Lines contained in a dataset:
####################

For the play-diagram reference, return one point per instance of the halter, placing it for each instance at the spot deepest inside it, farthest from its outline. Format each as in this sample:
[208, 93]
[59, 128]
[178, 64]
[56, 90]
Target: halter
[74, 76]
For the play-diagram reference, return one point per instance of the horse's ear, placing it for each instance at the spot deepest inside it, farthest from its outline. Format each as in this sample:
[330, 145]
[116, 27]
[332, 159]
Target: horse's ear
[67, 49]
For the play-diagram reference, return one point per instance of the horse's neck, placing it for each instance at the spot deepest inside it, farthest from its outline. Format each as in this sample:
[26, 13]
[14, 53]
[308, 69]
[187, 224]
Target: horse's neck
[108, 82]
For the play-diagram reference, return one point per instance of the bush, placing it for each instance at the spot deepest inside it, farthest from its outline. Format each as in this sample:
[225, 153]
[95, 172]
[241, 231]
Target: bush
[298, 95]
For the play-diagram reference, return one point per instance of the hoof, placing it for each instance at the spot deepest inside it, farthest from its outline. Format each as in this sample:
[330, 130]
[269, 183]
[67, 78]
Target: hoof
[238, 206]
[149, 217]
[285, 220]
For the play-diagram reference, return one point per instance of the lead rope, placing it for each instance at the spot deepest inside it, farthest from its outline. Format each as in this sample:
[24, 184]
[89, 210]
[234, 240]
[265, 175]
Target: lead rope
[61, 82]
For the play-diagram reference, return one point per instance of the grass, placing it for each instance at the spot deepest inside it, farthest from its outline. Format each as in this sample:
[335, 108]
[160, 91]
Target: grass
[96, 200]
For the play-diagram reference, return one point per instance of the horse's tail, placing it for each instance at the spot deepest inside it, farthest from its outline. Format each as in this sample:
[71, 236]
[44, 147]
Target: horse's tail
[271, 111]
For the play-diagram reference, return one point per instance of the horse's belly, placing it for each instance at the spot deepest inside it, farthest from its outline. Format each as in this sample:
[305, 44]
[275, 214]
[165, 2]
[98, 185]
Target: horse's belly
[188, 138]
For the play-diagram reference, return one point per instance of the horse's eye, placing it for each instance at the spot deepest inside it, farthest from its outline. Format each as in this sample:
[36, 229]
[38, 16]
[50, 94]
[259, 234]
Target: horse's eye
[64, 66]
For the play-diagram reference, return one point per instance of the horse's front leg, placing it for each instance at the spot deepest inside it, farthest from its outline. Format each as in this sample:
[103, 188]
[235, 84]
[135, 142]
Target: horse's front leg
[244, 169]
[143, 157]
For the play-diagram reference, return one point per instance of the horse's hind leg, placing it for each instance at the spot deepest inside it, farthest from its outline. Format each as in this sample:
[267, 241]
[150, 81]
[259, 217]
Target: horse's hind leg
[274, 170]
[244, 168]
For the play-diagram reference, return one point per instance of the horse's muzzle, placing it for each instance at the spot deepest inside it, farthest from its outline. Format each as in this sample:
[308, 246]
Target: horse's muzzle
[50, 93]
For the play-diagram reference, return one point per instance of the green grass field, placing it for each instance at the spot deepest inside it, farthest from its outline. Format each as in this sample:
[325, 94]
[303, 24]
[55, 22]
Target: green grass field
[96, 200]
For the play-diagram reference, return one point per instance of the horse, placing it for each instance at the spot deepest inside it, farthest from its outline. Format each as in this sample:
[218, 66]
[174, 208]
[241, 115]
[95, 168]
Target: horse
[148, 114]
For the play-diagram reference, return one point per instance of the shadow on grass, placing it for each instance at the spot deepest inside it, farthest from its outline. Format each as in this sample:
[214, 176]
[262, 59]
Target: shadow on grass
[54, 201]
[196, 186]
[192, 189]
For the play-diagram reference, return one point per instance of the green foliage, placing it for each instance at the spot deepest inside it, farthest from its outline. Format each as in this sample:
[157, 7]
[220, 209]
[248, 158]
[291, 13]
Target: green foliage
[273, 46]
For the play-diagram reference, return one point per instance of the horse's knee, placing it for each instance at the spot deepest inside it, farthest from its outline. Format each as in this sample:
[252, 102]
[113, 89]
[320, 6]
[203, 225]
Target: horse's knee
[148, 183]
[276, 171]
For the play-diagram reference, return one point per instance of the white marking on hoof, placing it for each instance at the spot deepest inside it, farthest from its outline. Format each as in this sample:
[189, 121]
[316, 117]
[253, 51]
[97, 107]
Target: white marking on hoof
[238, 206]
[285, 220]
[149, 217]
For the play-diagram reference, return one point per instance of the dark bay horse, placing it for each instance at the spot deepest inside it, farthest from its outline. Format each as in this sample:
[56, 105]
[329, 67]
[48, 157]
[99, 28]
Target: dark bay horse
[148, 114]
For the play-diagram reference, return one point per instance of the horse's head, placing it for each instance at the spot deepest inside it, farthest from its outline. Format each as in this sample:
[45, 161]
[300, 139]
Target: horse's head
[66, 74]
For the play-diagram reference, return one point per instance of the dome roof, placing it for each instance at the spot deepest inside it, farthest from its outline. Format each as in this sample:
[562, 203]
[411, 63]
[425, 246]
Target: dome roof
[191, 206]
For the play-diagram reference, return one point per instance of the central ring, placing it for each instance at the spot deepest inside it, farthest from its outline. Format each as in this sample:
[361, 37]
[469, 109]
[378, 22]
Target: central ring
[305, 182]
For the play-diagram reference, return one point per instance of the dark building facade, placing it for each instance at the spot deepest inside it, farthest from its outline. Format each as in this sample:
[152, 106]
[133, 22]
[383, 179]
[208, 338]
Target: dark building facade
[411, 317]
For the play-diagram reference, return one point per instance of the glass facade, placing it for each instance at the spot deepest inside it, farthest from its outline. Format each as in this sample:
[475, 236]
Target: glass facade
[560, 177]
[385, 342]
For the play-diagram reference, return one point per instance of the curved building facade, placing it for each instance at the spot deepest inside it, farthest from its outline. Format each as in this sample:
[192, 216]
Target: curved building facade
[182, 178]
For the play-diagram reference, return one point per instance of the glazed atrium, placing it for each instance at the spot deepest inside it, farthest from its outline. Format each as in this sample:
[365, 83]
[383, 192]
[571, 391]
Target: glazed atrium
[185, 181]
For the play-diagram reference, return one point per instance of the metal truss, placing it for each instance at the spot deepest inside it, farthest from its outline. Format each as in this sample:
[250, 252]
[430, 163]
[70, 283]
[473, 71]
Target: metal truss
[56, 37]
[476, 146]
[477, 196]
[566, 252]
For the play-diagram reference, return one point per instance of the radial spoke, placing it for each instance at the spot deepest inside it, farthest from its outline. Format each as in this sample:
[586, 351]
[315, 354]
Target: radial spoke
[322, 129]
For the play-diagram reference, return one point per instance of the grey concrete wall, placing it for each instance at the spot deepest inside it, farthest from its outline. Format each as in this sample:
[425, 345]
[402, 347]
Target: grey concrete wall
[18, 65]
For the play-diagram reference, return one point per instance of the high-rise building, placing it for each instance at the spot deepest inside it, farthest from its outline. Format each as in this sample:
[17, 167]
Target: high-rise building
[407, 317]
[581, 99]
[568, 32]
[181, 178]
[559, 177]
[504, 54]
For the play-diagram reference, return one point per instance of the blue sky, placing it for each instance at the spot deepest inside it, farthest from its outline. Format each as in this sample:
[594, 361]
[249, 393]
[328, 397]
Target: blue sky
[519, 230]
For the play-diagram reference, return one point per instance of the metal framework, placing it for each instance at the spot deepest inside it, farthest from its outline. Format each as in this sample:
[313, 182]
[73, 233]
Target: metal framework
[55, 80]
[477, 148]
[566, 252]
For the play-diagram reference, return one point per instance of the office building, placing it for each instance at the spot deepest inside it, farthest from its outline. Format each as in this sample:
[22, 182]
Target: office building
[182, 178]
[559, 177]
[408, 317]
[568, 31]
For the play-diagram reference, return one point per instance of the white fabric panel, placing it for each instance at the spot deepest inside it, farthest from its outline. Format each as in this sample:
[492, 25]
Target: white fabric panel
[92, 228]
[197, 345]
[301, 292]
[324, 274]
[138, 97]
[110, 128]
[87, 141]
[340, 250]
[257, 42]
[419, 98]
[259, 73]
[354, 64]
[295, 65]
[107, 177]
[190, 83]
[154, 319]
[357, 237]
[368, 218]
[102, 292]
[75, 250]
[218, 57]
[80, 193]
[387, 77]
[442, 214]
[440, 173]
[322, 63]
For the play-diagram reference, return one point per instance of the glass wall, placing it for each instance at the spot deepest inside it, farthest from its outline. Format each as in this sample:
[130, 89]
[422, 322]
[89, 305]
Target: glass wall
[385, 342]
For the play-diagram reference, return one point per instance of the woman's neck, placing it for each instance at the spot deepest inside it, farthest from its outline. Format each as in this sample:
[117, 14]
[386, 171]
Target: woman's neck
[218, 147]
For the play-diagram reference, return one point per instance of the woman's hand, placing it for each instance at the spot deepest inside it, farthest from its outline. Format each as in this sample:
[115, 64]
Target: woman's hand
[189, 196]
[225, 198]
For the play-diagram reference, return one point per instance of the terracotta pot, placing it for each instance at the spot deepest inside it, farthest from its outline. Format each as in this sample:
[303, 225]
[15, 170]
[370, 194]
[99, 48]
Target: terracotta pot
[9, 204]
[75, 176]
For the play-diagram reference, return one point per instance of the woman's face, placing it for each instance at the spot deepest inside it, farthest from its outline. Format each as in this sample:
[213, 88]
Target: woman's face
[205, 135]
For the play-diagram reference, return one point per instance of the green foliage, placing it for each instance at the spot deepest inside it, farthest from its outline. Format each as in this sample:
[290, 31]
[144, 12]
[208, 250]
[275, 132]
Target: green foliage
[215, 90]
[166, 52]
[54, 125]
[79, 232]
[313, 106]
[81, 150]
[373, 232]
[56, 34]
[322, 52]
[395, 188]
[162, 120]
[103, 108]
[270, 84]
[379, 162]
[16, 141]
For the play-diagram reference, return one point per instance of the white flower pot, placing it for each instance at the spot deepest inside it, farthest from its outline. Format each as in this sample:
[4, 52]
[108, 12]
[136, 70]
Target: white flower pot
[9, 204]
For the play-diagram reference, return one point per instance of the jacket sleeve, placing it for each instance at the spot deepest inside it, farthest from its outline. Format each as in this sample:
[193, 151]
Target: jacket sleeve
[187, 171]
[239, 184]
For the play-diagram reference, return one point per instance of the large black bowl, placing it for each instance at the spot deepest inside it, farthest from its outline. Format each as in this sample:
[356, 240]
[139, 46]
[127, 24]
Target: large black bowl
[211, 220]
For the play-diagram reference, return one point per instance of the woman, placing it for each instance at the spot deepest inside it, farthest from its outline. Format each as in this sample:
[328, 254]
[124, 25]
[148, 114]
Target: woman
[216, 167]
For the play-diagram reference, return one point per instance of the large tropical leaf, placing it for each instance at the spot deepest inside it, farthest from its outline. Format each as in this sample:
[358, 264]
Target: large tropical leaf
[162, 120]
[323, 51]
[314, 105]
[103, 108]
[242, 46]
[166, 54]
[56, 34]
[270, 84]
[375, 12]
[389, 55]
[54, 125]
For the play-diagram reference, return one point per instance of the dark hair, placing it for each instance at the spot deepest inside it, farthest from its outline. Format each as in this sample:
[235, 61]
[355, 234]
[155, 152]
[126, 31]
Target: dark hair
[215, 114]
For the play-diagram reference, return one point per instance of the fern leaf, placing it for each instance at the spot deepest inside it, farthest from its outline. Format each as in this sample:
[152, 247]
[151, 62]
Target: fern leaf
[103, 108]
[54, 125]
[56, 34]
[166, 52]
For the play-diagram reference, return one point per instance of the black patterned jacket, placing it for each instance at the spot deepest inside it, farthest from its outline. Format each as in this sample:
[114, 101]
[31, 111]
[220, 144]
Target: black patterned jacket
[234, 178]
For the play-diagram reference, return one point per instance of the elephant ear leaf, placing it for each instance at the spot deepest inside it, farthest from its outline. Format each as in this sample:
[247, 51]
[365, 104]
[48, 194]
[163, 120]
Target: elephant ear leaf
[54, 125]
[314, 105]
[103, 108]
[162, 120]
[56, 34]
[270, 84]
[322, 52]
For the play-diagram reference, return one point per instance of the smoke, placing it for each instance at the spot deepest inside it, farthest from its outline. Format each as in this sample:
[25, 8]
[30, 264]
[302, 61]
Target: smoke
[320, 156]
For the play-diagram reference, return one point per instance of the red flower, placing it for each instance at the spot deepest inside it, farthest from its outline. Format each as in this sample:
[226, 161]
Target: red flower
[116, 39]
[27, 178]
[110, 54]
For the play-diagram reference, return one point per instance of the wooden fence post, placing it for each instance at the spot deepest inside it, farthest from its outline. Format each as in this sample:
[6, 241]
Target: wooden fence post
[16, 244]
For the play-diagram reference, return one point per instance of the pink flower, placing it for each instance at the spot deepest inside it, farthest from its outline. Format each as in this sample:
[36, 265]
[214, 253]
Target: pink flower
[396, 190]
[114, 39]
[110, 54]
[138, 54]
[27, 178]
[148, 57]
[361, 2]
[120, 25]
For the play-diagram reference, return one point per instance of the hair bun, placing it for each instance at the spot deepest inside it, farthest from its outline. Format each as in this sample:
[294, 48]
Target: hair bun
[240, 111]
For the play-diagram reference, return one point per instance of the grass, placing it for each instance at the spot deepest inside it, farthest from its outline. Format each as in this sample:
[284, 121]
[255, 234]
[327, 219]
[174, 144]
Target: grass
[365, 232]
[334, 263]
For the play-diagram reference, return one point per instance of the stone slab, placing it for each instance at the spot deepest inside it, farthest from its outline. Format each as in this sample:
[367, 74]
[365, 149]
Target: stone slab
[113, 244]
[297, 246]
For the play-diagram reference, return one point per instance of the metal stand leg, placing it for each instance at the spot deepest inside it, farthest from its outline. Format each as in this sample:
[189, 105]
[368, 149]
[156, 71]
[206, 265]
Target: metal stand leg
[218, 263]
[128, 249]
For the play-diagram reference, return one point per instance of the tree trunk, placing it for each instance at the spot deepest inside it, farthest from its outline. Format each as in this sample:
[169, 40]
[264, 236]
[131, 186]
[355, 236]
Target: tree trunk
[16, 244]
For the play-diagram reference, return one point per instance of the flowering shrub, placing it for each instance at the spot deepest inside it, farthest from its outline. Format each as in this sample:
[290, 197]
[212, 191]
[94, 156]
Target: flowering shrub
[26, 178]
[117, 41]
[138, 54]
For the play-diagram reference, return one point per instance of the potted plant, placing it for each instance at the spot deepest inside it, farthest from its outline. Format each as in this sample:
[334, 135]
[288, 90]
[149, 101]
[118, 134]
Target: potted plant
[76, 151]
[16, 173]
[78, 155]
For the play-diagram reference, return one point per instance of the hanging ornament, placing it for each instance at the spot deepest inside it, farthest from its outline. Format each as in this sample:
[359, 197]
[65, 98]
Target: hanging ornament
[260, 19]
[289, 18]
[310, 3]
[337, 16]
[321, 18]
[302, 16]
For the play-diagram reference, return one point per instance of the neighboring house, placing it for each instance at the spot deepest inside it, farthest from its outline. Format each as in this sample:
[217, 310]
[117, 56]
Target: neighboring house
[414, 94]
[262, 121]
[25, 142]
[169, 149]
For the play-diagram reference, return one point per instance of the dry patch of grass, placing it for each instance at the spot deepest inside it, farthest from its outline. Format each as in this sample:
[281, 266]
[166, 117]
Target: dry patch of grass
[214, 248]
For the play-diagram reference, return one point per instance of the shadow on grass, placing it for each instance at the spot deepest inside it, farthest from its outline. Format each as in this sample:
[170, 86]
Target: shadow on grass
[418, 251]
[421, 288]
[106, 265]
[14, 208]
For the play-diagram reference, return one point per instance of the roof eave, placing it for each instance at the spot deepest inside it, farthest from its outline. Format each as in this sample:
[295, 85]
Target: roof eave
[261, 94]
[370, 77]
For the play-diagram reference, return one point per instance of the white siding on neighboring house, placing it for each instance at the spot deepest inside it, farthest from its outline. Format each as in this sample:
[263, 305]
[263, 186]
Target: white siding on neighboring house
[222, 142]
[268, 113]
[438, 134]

####################

- **Task details**:
Present the lines from the one containing "of the neighboring" through the last line as a Markdown table with the columns Row and Line, skipping any blank lines.

- **Output of the task**:
| Row | Line |
|---|---|
| 1 | For the play-diagram reference, return one point per instance of the neighboring house, placing it for each instance at the spot deepest inside it, farthest from its outline. Format each as in this sample: |
| 2 | [217, 310] |
| 3 | [117, 56] |
| 4 | Target: neighboring house |
| 5 | [414, 94] |
| 6 | [262, 121] |
| 7 | [25, 142] |
| 8 | [169, 149] |
| 9 | For the play-diagram reference, return one point per instance of the dry patch of grass, placing it for each instance at the spot deepest inside it, farthest from its outline. Format each as in this sample: |
| 10 | [281, 266] |
| 11 | [166, 117] |
| 12 | Target: dry patch of grass |
| 13 | [214, 248] |
| 14 | For the play-diagram reference, return one point per instance of the shadow on grass, placing it for each instance at the spot deepest inside it, farthest from its outline. Format each as in this sample: |
| 15 | [170, 86] |
| 16 | Target: shadow on grass |
| 17 | [418, 251] |
| 18 | [421, 288] |
| 19 | [106, 265] |
| 20 | [14, 208] |
| 21 | For the play-diagram reference, return one point per instance of the roof eave, placing it for each instance at the spot deepest inside it, farthest from its outline. Format each as in this sample: |
| 22 | [295, 85] |
| 23 | Target: roof eave |
| 24 | [261, 94] |
| 25 | [370, 77] |
| 26 | For the play-diagram reference, return one point per instance of the white siding on neighboring house, placing it for each instance at the spot deepest inside it, farthest from its outline. Format each as in this sample: |
| 27 | [263, 305] |
| 28 | [263, 186] |
| 29 | Target: white siding on neighboring house |
| 30 | [222, 142] |
| 31 | [268, 113] |
| 32 | [438, 134] |